# Try it
Please write out everything from "Emma Dillon, one" down to "practitioner Sharon Hansen." in the article on rural nurses below, word for word.
━━━ Page text
Momentum for the group and online survey got underway at last month’s New Zealand Rural General Practice Network’s Rural Health Conference in Wellington.

Nineteen candidates – including nurse practitioners, district nurses, rural nurse specialists, rural hospital nursing leaders and academics from Northland to Southland – have put themselves forward for the proposed working group that aims to boost the profile and support for rural nurses.  Rural nurses are being invited to vote for a six member working party and at the same time take part in a confidential survey to gather some demographic data on the rural nursing workforce and the challenges they face from working in rural and remote locations

Rhonda Johnson, who helped kick off the initiative said one of the motivations was the lack of a forum for rural secondary nurses like herself but the group was open to all nurses who identified as being a rural nurse.

She said the challenges of nursing in rural and remote areas were well known – including social and professional isolation – and the working group wanted to raise the profile and provide greater support for rural nurses working in New Zealand.

Johnson, a longstanding charge nurse at Central Otago’s Dunstan Hospital who is currently seconded as a project planner, lead a session with Dunstan director of nursing Debi Lawry at last month’s conference on establishing a rural nursing network.  After a brief consultation with representatives of the New Zealand Nurses Organisation a handful of nurses decided to push ahead with setting up a working group.

She said it was decided to kickstart the initiative by forming a Rural Nurses NZ Facebook page, which now had nearly 140 members, and to seek candidates for the working party.

Emma Dillon, one of the other initiators said having such a group would help nurses like herself – who took up her first rural nursing job on the Coromandel peninsula nearly two years ago – get on their feet in a rural setting.  “I think there’s a lack of awareness and support for rural nurses.”

Previously rural nurses formed the Rural Nurse National Network that operated from 1995 until it merged in 2004 with then Rural GP Network to form the current Rural General Practice Network (RGPN).  A rural nurse specialist, Kirsty Murrell-McMillan, was elected chair of the RGPN in 2008 and the current chair is nurse practitioner Sharon Hansen.

A number of nurses attending the networking session at the Wellington conference expressed concern that the nursing voice had slowly got lost in the RGPN and it was perceived by some as more doctor-focussed.  Several RGPN nurse board members attended the conference session and, along with the RGPN chair, are members of the Facebook page

Johnson said RGPN had had some questions about the working group initiative.  “They have done a lot of good work for nurses and fought quite hard to have nurses heard within that forum over time. We’ve been allaying concerns that this isn’t to replicate what they are doing or to take over – its in collaboration with RGPN and to include rural secondary nurses as well.”
━━━━━━
━━━ Recorded data
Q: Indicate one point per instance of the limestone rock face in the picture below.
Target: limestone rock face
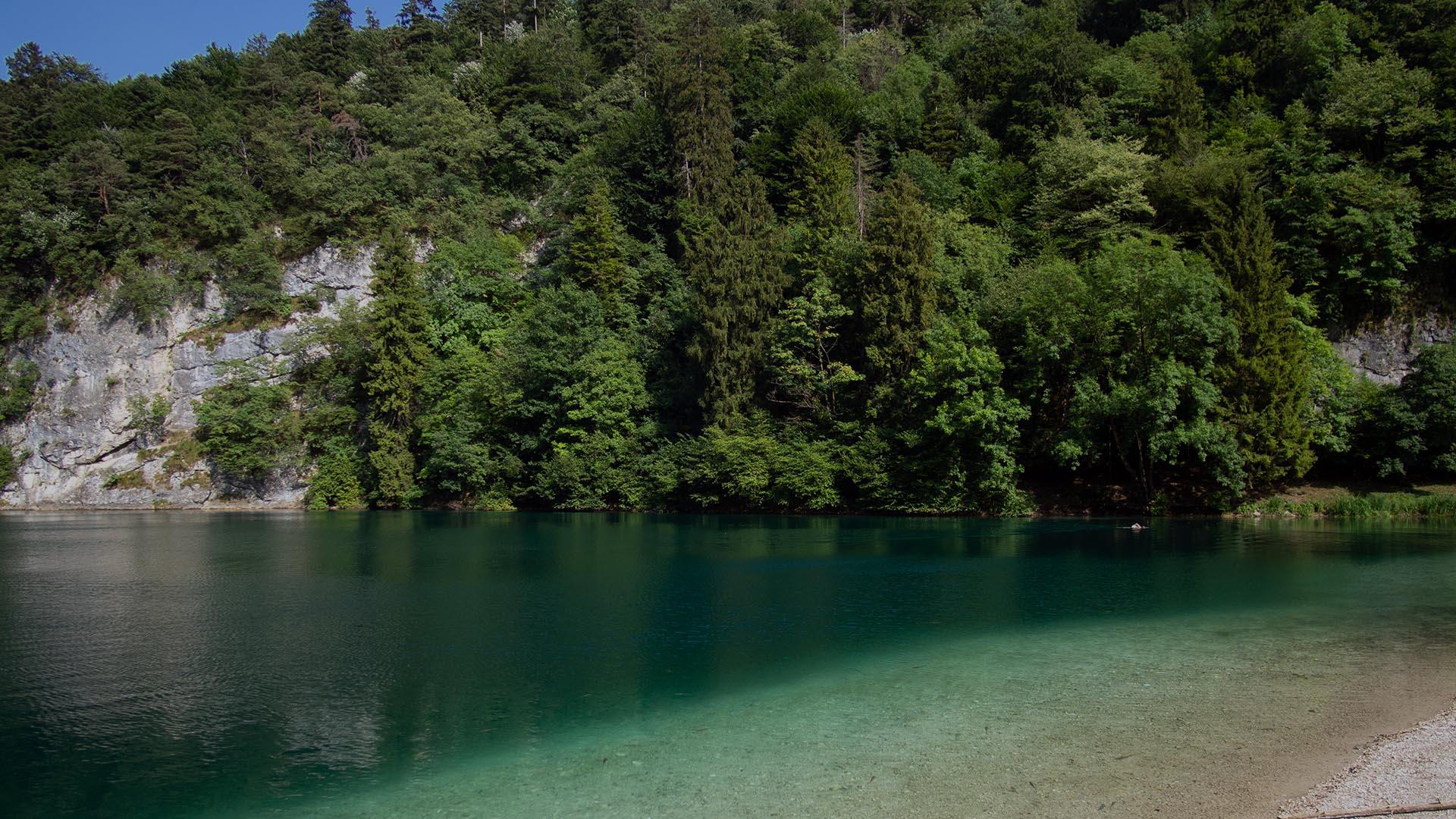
━━━━━━
# Result
Emma Dillon, one of the other initiators said having such a group would help nurses like herself – who took up her first rural nursing job on the Coromandel peninsula nearly two years ago – get on their feet in a rural setting.  “I think there’s a lack of awareness and support for rural nurses.”

Previously rural nurses formed the Rural Nurse National Network that operated from 1995 until it merged in 2004 with then Rural GP Network to form the current Rural General Practice Network (RGPN).  A rural nurse specialist, Kirsty Murrell-McMillan, was elected chair of the RGPN in 2008 and the current chair is nurse practitioner Sharon Hansen.